▸ WHAT IS NEEDED
Print all the records below exactly as they stand, but leave out the pictures.

▸ RECORDS PROVIDED
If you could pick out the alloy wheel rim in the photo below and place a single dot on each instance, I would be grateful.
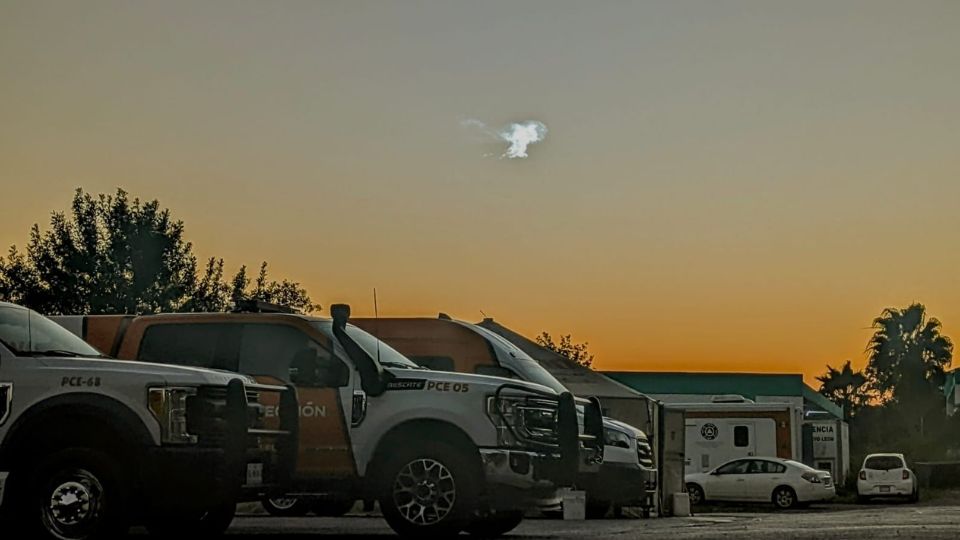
(424, 491)
(74, 505)
(283, 503)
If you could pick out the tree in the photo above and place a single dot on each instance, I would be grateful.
(113, 255)
(907, 355)
(845, 387)
(575, 352)
(108, 255)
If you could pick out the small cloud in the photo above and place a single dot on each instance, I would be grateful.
(518, 135)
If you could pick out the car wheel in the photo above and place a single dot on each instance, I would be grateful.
(429, 490)
(784, 497)
(285, 506)
(76, 493)
(495, 524)
(696, 495)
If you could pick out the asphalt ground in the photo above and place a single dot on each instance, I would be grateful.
(835, 521)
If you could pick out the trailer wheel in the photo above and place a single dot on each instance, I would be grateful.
(429, 490)
(285, 506)
(75, 494)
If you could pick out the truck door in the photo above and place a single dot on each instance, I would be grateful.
(744, 440)
(286, 353)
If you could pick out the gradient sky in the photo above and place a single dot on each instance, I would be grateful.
(730, 186)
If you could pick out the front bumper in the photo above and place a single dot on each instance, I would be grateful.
(810, 492)
(624, 484)
(518, 477)
(884, 489)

▸ RESULT FOR THIS EXERCISE
If you could pick out the alloy wheel rim in the photo below and place a single dot on each instance, I would be grateful.
(424, 491)
(74, 505)
(283, 503)
If you could pick out the tree in the photo above and place a single dot on each instance, I would be grateful.
(113, 255)
(907, 355)
(845, 387)
(575, 352)
(108, 255)
If you could pick out the small cloud in the photo above and place a single dot on each instance, I would be grateful.
(518, 135)
If you could pick out the car wheel in the photo above and place a single dot on each instance, I would be grateful.
(429, 490)
(784, 497)
(285, 506)
(76, 493)
(495, 524)
(696, 495)
If you could pick out the asphalt ground in the photo above and place a single dot on each instance, I would be grateful.
(835, 521)
If you could pick out the trailer wheel in the photo above and place a single dot on each instance, I would be grateful.
(429, 490)
(285, 506)
(75, 494)
If you could pick out the truck door in the photo above and place a single dot on each instance, I would be grateful.
(744, 440)
(286, 353)
If you could pick out the gradient sky in the photo above and place a single dot on each instance, I would be grateful.
(730, 186)
If you could pick out the front bumper in the photo above and place a single dot on each instance, I would be grateful.
(810, 492)
(624, 484)
(518, 477)
(884, 489)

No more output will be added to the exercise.